_Article_:
How Many Quintessential Numbers Satisfy This Property?

Number Theory Level 1

The sum of all the positive divisors of this number is twice the original number.

Which of the following number satisfy the property above?

4 5 6 7

3 solutions

Swapnil Das
Aug 25, 2016

Relevant wiki: Sum of Factors

The positive divisors of $6$ are $1$ , $2$ , $3$ and $6$ . Their sum is $1+2+3+6=12= 6 \times 2$ .
Such numbers are called perfect numbers .

$\text{The title of the problem is fairly interesting, being one the famous unsolved problems of mathematics, till date.}$

Moderator note:

Yes, for completeness, one should show that the other 3 numbers listed does not satisfy this criteria.

You might also notice the following observations:

If $p$ is a prime number , then the sum of all the positive divisors of $p$ is $p+1$ .
The sum of all the positive divisors of a power of 2, $2^n$ is equal to $2^{n+1} - 1$ .

You got the reference! Well doneeeeeeeee

Pi Han Goh - 4 years, 9 months ago

Thanks a lot :)

Swapnil Das - 4 years, 9 months ago

why 4 and 5 cannot include their..?

_Source excerpt_:
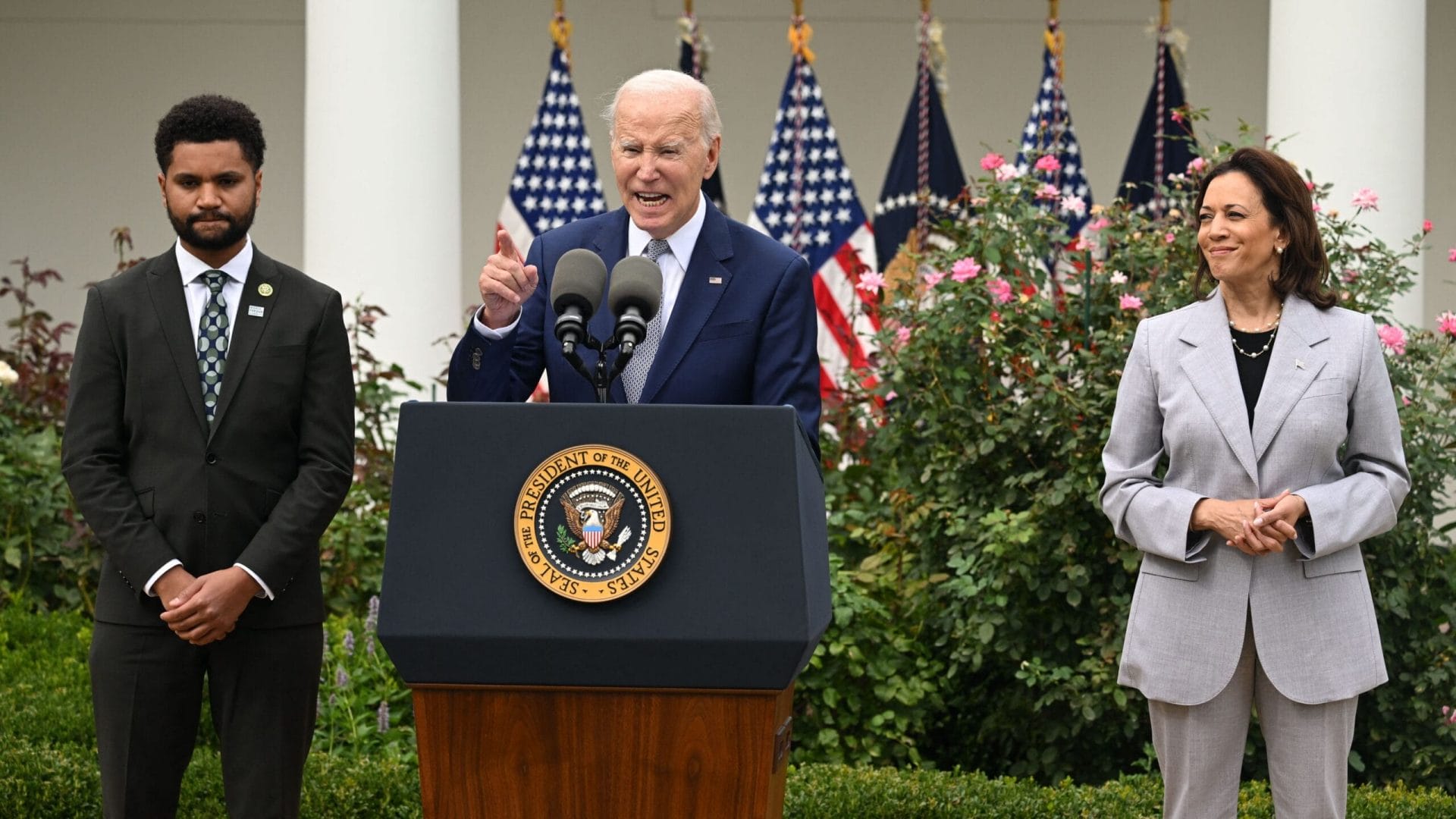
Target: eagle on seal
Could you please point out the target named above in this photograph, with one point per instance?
(593, 512)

_Instructions_:
a. In the perfect-numbers thread, which of the four listed numbers has positive divisors that sum to twice the number?
b. Rewrite the paragraph of the perfect-numbers thread that begins "The positive divisors of" as one shorter sentence that keeps its main facts.
c. Continue the perfect-numbers thread from its final line.

_Task-by-task answers_:
a. 6

b. The positive divisors of 6 (1, 2, 3 and 6) sum to 12, which is twice 6, and numbers with this property are called perfect numbers.

c.
A Former Brilliant Member - 4 years, 9 months ago

cannot include their what?

Pi Han Goh - 4 years, 9 months ago

I got the question correct but when you say 'odd numbers' in the title, I was thinking that no known odd numbers satisfy being a perfect number. Perhaps an edit on the title to stop any confusion?

Sharky Kesa - 4 years, 9 months ago

Sure, go ahead and change the title

Pi Han Goh - 4 years, 9 months ago

@Pi Han Goh – What do you think of Quintessential?

Sharky Kesa - 4 years, 9 months ago

@Sharky Kesa – Sure. It works!

Pi Han Goh - 4 years, 9 months ago

Brock Brown
Sep 3, 2016

Python 2.7:

# cracking a nut with a sledgehammer
def property(n):
    total = n
    for i in xrange(1,n/2+1):
        if n%i == 0: total += i
    return total == 2*n
for n in (4, 5, 6, 7):
    if property(n):
        print "Answer:", n

This is the perfect solution.

Pi Han Goh - 4 years, 9 months ago

Anandmay Patel
Aug 26, 2016

Just had an idea:The first 2 options are eliminated without any calculation as they are prime.If we consider a function f,such that it relates all natural numbers to their respective 'sum of all divisors',then f(p)=p+1,for every prime p.So, as primes can not satisfy this property,many odds are deleted to examine them for the property:)